* **Extracted entries**:
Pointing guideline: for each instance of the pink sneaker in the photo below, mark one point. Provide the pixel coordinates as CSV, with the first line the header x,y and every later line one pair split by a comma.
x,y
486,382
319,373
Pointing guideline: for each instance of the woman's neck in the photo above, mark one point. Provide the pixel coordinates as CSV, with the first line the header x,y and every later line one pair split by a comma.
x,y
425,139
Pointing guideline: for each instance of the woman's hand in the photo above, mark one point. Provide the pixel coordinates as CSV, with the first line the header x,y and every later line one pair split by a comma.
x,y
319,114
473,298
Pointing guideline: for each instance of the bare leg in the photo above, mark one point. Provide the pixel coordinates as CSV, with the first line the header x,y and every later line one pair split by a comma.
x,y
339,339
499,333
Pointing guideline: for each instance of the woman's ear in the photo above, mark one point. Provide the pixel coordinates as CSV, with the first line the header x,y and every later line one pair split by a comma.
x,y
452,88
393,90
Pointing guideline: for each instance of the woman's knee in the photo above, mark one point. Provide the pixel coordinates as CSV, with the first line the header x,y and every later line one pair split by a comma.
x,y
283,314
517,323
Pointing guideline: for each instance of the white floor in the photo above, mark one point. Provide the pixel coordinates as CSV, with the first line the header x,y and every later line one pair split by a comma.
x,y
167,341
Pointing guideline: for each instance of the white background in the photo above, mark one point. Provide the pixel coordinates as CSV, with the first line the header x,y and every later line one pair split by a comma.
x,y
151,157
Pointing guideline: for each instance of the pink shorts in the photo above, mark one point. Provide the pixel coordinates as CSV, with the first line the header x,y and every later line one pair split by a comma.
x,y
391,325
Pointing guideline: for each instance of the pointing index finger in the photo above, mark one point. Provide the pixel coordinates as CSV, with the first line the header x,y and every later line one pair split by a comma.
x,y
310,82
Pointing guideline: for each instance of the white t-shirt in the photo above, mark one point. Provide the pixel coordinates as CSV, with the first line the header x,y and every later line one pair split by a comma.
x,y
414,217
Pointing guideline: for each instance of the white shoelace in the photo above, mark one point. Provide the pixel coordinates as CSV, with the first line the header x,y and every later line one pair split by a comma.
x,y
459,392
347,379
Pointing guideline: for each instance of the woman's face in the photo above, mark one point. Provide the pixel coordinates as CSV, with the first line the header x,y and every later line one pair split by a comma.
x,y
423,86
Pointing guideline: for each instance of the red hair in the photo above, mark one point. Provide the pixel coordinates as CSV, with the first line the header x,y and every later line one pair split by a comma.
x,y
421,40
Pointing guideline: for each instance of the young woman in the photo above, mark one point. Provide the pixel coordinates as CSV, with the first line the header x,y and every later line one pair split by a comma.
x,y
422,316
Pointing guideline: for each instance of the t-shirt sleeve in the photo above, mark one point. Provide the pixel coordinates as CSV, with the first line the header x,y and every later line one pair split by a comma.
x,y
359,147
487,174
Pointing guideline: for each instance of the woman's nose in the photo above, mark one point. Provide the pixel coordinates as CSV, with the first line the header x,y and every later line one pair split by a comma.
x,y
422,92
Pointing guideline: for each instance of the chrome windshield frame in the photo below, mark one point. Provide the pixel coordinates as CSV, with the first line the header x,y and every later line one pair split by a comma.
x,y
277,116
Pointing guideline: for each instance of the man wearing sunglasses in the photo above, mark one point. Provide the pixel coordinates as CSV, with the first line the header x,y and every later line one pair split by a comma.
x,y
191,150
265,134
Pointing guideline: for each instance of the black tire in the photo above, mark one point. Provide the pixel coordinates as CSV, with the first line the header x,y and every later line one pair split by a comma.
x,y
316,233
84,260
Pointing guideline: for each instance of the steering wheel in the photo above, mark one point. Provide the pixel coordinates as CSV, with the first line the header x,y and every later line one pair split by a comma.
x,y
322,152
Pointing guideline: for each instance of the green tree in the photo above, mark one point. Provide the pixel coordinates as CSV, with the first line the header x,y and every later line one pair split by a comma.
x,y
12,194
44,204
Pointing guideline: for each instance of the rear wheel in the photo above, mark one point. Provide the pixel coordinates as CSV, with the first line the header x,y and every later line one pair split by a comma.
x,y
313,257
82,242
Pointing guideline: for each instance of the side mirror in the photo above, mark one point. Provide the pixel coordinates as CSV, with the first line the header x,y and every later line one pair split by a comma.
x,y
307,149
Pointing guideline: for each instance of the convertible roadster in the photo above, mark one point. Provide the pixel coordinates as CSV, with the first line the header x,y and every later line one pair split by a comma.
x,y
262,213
...
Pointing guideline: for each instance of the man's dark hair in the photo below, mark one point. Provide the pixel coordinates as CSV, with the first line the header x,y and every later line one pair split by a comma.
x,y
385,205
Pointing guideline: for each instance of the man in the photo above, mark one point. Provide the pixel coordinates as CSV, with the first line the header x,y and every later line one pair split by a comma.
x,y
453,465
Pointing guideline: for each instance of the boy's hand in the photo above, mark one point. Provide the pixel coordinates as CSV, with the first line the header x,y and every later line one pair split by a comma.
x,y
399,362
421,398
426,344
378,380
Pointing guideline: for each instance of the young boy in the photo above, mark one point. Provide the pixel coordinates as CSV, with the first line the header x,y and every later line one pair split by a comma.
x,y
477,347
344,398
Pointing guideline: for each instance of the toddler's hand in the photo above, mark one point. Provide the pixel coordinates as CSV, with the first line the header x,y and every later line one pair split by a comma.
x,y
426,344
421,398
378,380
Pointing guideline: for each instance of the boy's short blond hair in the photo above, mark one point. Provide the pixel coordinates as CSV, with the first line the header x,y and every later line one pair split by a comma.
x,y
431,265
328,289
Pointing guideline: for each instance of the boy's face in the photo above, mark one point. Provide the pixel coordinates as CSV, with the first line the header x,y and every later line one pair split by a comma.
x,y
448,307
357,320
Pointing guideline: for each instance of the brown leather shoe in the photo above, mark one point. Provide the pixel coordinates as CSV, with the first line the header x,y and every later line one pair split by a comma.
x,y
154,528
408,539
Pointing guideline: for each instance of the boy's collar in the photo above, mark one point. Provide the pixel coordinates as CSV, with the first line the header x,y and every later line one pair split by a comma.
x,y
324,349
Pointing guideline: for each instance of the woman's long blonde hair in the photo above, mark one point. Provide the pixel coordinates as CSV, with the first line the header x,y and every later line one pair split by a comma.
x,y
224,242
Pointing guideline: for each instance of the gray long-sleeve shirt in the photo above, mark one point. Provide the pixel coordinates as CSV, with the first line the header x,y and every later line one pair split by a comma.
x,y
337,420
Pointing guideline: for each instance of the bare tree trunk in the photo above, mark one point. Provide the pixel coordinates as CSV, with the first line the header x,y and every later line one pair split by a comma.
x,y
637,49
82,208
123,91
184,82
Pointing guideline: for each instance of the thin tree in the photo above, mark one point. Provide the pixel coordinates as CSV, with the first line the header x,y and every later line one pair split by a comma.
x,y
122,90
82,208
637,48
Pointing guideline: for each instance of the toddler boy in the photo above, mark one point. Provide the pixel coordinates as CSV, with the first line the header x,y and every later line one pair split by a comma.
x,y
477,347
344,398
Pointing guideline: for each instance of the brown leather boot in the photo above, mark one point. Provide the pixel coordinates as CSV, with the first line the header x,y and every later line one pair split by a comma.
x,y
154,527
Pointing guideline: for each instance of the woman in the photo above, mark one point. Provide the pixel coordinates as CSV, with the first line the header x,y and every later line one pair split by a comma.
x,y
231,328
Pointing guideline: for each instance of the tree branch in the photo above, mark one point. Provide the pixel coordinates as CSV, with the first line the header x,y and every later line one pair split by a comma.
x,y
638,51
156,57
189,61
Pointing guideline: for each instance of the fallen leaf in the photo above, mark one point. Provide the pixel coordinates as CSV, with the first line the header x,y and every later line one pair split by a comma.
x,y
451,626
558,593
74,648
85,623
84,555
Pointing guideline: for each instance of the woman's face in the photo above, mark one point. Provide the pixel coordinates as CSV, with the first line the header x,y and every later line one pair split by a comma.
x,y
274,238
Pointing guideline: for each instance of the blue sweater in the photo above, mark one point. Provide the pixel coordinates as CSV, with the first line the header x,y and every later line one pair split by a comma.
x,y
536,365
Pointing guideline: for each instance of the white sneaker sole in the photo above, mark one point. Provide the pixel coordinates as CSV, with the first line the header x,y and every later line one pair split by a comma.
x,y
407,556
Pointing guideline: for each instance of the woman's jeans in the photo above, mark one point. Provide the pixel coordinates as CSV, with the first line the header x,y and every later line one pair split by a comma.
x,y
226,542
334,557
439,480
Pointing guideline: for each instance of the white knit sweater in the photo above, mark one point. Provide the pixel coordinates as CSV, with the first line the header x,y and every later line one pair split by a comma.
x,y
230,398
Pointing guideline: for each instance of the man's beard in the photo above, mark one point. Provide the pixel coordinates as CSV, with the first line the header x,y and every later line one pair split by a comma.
...
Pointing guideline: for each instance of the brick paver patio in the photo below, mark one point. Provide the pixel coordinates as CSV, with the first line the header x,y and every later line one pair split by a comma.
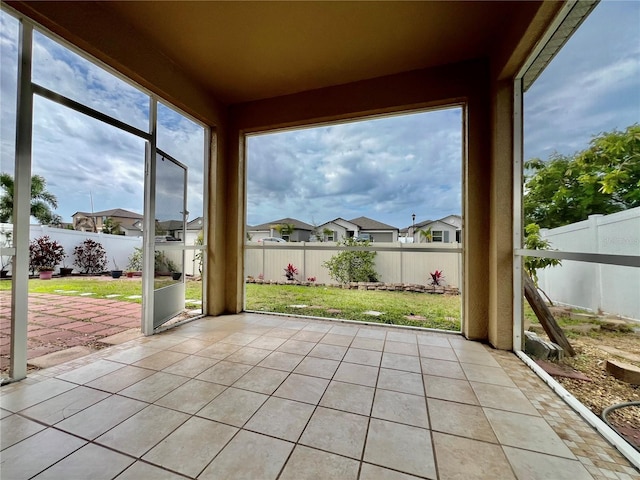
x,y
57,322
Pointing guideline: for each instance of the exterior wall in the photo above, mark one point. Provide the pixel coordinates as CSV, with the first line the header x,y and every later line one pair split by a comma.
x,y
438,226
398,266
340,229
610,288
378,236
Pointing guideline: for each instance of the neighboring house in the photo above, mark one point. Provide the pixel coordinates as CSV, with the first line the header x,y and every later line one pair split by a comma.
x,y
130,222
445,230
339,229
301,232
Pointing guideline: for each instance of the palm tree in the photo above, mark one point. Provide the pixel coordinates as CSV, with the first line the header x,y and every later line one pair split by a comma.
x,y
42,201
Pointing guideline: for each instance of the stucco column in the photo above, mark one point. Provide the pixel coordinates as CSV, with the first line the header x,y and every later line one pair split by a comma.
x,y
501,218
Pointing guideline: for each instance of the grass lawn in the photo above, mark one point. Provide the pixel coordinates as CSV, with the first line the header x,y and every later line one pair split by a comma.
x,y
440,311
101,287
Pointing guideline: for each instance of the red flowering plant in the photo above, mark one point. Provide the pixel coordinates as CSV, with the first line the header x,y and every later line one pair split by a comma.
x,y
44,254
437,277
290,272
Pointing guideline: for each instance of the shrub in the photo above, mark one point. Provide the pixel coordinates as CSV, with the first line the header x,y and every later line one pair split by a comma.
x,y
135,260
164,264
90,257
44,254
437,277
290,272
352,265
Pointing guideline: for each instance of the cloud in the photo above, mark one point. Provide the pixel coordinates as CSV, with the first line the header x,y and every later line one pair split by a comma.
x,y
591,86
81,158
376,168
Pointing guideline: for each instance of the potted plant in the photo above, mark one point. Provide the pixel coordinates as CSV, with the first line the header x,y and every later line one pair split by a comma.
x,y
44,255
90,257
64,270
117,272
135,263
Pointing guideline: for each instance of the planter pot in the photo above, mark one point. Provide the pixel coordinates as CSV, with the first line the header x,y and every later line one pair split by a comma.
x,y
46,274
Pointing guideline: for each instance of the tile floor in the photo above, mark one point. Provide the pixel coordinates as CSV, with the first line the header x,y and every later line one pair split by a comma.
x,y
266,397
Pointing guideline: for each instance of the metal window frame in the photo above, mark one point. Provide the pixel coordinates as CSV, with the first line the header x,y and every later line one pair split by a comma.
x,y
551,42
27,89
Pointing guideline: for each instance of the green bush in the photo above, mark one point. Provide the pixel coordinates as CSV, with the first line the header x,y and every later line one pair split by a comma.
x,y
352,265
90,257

* **Exercise**:
Can you turn the entries from the line with "Pointing guideline: for each instance of the white knit" up to and including the line with "Pointing guideline: for each instance of the man's beard" into a numbered list, leaving out any blank lines?

* **Reply**:
1. Pointing guideline: for each instance of the white knit sweater in the photo above, mark one point. Provide the pixel coordinates as CSV, with the first line the header x,y and every later line one pair split by a comma.
2. x,y
3. 230,398
4. Pointing guideline: for each instance of the man's beard in the photo above, mark one point. Provide the pixel coordinates as CSV, with the first line the header x,y and every later line one pair split by a comma.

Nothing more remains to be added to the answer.